Text section Start Marker

An overwhelming volume of patients and lack of interoperability highlight challenges to accessing patient health data during COVID-19.
Now is the time to reexamine our country’s public health data. In a panel at Academy Health’s Datapalooza, experts discussed the gaps and barriers to reporting data at scale during the coronavirus disease 2019 (COVID-19) and the CDC’s vision for the future.
“I just want to remind everyone that really, in public health, we can’t do anything without data,” Paula Yoon, from the CDC, started.
Data are used to detect illnesses and outbreaks, to characterize the magnitude of outbreaks, the epidemiology of the disease, to monitor trends and risk factors, and to provide prevention intervention and mitigation measures. Case surveillance, though, is really the bread and butter of public health data use, Yoon said, which is where public health uses data on specific reportable diseases to really understand what’s happening in the population.
But there have been plenty of challenges with the current COVID-19 response.
For one, the volume of patients during the pandemic has been really overwhelming. Because of that, a lot of traditional ways data are collected on each case has been challenging. There has been a limited amount of data that have come from healthcare on clinical and demographic information — a majority of the information is coming from laboratory reports, which have limited amounts of data that are needed. Due to the high volume of sick patients, health departments have not been able to do the extra steps they might normally do to gather information on a case investigation that might help complete the information on the epidemiology, the travel history, and some of the demographics.
“Because of this, some of the information that we would normally have is somewhat limited,” Yoon said.

Text section End Marker
Data under study Start Marker

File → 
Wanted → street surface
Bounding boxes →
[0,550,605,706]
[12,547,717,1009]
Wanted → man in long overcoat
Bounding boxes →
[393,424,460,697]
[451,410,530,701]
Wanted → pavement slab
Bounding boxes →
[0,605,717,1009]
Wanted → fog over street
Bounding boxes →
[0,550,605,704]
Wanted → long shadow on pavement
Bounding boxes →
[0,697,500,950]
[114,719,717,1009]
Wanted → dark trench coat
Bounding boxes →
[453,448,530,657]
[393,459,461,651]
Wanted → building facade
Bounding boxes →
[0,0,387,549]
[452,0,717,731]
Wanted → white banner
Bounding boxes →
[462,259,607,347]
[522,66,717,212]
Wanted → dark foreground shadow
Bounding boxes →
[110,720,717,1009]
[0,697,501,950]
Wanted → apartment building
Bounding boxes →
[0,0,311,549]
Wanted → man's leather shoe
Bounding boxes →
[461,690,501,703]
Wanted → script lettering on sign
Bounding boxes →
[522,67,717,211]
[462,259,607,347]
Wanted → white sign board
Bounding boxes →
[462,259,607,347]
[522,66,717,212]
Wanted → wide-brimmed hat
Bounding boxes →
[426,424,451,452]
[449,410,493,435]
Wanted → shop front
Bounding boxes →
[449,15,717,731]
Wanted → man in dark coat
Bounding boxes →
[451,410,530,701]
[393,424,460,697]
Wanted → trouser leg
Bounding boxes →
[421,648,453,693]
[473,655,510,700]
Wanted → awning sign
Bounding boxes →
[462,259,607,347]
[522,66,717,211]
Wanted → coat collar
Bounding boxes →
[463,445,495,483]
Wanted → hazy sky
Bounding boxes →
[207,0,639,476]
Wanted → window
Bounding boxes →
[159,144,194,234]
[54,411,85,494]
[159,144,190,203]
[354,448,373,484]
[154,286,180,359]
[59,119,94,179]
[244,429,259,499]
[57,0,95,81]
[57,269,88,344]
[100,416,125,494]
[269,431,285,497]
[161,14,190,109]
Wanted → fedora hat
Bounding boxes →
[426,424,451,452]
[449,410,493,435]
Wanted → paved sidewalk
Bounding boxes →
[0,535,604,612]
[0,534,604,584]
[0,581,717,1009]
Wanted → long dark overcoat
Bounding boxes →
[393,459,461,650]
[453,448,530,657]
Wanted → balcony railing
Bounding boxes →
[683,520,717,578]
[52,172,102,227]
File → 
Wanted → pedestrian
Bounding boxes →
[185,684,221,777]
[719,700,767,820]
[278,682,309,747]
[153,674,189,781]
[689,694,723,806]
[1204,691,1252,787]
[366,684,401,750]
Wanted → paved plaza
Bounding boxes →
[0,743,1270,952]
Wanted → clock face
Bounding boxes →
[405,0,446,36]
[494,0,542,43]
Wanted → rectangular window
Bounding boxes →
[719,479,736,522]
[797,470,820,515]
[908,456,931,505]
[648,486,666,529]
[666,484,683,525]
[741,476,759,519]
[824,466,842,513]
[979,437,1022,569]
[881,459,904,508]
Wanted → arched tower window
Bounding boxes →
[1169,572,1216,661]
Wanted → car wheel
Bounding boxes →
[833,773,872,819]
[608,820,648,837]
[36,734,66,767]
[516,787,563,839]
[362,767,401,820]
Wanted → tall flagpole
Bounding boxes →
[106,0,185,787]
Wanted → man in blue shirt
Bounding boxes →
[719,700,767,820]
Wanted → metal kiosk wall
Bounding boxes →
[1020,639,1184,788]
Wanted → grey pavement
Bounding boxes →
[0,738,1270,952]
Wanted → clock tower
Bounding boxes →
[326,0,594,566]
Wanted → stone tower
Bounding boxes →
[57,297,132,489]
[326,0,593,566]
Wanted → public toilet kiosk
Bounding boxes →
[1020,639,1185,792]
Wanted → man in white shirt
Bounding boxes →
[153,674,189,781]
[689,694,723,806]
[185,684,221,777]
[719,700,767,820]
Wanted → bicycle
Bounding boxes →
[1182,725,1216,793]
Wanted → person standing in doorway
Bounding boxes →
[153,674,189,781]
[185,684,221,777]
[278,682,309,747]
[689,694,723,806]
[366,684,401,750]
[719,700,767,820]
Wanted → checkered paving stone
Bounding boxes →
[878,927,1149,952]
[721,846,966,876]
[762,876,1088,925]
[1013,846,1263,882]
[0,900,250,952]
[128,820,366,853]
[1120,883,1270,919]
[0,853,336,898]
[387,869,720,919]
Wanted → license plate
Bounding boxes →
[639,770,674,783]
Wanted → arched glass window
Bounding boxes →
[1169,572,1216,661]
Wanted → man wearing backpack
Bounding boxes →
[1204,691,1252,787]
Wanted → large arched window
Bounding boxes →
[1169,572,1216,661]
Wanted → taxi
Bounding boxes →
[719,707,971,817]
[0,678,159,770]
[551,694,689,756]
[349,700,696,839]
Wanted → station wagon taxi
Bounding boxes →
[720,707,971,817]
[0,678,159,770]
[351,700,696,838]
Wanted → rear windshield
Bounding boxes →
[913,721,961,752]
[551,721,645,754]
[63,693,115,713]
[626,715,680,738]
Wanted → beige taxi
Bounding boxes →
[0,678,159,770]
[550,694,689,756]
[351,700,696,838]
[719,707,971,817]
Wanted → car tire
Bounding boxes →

Data under study End Marker

| Task set |
[A] Return the passage of the article on COVID-19 public health data from "An overwhelming volume" up to and including "for the future.".
[B] Answer these questions using the article on COVID-19 public health data.
(i) At which event was the panel held?
(ii) Who from the CDC is quoted?
(iii) Where does most of the information on cases come from?
Rely only on the article on COVID-19 public health data.

| Solutions to the problems |
[A]
An overwhelming volume of patients and lack of interoperability highlight challenges to accessing patient health data during COVID-19.
Now is the time to reexamine our country’s public health data. In a panel at Academy Health’s Datapalooza, experts discussed the gaps and barriers to reporting data at scale during the coronavirus disease 2019 (COVID-19) and the CDC’s vision for the future.

[B]
(i) Academy Health's Datapalooza
(ii) Paula Yoon
(iii) Laboratory reports